Go through the records below and restate each one word for word.

BEGIN

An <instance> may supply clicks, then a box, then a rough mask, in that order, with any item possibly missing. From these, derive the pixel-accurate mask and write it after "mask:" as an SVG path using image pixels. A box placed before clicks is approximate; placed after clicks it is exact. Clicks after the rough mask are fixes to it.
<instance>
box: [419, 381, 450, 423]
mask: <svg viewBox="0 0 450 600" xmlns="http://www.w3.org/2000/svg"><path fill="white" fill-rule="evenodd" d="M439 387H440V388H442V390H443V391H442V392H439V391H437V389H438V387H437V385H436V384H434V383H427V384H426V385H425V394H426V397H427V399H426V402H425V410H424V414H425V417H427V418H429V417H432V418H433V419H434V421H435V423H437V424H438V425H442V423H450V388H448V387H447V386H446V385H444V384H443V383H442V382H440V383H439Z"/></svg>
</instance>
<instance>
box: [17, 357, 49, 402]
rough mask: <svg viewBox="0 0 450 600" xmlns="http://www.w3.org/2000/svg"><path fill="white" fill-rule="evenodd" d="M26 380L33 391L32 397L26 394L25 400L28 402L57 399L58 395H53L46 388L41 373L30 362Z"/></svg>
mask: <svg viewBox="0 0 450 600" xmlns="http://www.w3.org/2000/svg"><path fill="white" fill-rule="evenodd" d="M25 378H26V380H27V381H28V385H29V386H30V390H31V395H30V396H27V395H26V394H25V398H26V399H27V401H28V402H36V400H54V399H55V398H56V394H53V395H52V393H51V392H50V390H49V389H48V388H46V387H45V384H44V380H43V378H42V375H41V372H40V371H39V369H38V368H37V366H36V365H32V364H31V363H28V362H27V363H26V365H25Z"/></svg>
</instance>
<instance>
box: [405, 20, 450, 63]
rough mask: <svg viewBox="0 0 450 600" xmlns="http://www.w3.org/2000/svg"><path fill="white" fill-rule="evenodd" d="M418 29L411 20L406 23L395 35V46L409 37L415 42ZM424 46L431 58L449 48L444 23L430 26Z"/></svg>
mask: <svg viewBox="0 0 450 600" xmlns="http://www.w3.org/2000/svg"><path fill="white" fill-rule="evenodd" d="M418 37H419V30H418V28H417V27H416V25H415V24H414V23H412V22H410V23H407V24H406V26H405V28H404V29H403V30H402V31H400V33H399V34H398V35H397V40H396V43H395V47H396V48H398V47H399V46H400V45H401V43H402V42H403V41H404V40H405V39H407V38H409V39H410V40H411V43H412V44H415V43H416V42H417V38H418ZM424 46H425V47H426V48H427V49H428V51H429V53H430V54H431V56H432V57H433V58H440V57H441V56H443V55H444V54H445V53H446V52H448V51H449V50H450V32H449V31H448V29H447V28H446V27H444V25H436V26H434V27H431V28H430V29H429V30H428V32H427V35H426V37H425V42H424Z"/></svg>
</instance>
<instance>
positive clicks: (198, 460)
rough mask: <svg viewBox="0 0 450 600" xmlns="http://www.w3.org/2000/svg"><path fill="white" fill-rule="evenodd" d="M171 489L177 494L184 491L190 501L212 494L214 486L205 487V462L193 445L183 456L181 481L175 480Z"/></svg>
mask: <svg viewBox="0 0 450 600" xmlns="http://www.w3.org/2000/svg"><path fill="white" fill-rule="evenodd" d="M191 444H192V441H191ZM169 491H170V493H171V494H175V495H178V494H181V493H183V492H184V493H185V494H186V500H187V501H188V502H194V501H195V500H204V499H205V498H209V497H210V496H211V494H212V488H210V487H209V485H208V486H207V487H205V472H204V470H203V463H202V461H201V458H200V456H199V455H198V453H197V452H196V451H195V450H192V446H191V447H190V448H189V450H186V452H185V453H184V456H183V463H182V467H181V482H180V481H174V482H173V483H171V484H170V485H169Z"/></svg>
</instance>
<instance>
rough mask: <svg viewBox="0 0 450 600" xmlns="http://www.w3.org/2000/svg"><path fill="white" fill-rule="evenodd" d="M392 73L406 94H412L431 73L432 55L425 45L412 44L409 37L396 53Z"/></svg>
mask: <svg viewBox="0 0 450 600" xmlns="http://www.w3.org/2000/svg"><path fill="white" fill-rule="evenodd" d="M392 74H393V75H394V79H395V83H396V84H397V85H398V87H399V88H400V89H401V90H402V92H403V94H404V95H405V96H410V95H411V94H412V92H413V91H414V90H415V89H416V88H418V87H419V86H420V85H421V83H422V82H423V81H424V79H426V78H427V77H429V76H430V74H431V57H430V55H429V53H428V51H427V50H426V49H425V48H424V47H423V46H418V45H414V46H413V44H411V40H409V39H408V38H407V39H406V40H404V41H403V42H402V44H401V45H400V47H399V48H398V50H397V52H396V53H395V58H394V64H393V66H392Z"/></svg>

END

- **Exercise solution**:
An <instance> may supply clicks, then a box, then a rough mask, in that order, with any item possibly missing. From these, derive the pixel-accurate mask and write it after "mask:" as an SVG path using image pixels. A box placed before clicks is approximate; placed after clicks it is exact. Clicks after the rough mask are fixes to it.
<instance>
box: [419, 381, 450, 423]
mask: <svg viewBox="0 0 450 600" xmlns="http://www.w3.org/2000/svg"><path fill="white" fill-rule="evenodd" d="M439 387H440V388H442V390H443V391H442V392H439V391H437V389H438V387H437V385H436V384H434V383H427V384H426V385H425V394H426V397H427V399H426V402H425V410H424V414H425V417H427V418H429V417H432V418H433V419H434V421H435V423H437V424H438V425H442V423H450V388H448V387H447V386H446V385H444V384H443V383H442V382H440V383H439Z"/></svg>
</instance>
<instance>
box: [17, 357, 49, 402]
rough mask: <svg viewBox="0 0 450 600" xmlns="http://www.w3.org/2000/svg"><path fill="white" fill-rule="evenodd" d="M26 380L33 391L32 397L26 394L25 400L28 402L57 399L58 395H53L46 388L41 373L30 362Z"/></svg>
mask: <svg viewBox="0 0 450 600" xmlns="http://www.w3.org/2000/svg"><path fill="white" fill-rule="evenodd" d="M25 378H26V380H27V381H28V385H29V386H30V390H31V395H30V396H27V395H26V394H25V398H26V399H27V401H28V402H36V400H54V399H55V398H56V394H53V395H52V393H51V392H50V390H49V389H48V388H46V387H45V384H44V380H43V378H42V375H41V372H40V371H39V369H38V368H37V366H36V365H32V364H31V363H28V362H27V363H26V365H25Z"/></svg>
</instance>
<instance>
box: [405, 20, 450, 63]
rough mask: <svg viewBox="0 0 450 600" xmlns="http://www.w3.org/2000/svg"><path fill="white" fill-rule="evenodd" d="M418 29L411 20L406 23L395 35V46L409 37L415 42ZM424 46L431 58L449 48L444 23L430 26Z"/></svg>
mask: <svg viewBox="0 0 450 600" xmlns="http://www.w3.org/2000/svg"><path fill="white" fill-rule="evenodd" d="M418 37H419V30H418V28H417V27H416V25H415V24H414V23H412V22H410V23H407V24H406V26H405V28H404V29H403V30H402V31H400V33H399V34H398V35H397V40H396V43H395V47H396V48H398V47H399V46H400V45H401V43H402V42H403V41H404V40H405V39H407V38H409V39H410V40H411V43H412V44H415V43H416V42H417V38H418ZM424 46H425V47H426V48H427V49H428V51H429V53H430V54H431V56H432V57H433V58H440V57H441V56H443V55H444V54H445V53H446V52H448V51H449V50H450V32H449V31H448V29H447V28H446V27H444V25H436V26H434V27H431V28H430V29H429V30H428V32H427V35H426V37H425V42H424Z"/></svg>
</instance>
<instance>
positive clicks: (198, 460)
rough mask: <svg viewBox="0 0 450 600" xmlns="http://www.w3.org/2000/svg"><path fill="white" fill-rule="evenodd" d="M171 489L177 494L184 491L190 501L212 494L214 486L205 487V462L193 445L183 456L181 481L175 480Z"/></svg>
mask: <svg viewBox="0 0 450 600" xmlns="http://www.w3.org/2000/svg"><path fill="white" fill-rule="evenodd" d="M191 444H192V441H191ZM169 491H170V493H171V494H175V495H178V494H181V493H183V492H184V493H185V494H186V500H187V501H188V502H194V501H195V500H204V499H205V498H209V497H210V496H211V494H212V488H210V487H209V485H208V486H207V487H205V472H204V470H203V463H202V461H201V458H200V456H199V455H198V453H197V452H196V451H195V450H192V446H191V447H190V448H189V450H186V452H185V453H184V456H183V463H182V467H181V482H180V481H174V482H173V483H171V484H170V485H169Z"/></svg>
</instance>
<instance>
rough mask: <svg viewBox="0 0 450 600" xmlns="http://www.w3.org/2000/svg"><path fill="white" fill-rule="evenodd" d="M392 73L406 94H412L431 73L432 55L425 45L412 44L409 37L396 53Z"/></svg>
mask: <svg viewBox="0 0 450 600" xmlns="http://www.w3.org/2000/svg"><path fill="white" fill-rule="evenodd" d="M392 74H393V75H394V79H395V83H396V84H397V85H398V87H399V88H400V89H401V90H402V92H403V94H404V95H405V96H410V95H411V94H412V92H413V91H414V90H415V89H416V88H418V87H419V86H420V85H421V83H422V82H423V81H424V79H426V78H427V77H429V76H430V74H431V57H430V55H429V53H428V51H427V50H426V49H425V48H424V47H423V46H418V45H414V46H413V44H411V40H409V39H408V38H407V39H406V40H404V41H403V42H402V44H401V45H400V47H399V48H398V50H397V52H396V53H395V58H394V64H393V66H392Z"/></svg>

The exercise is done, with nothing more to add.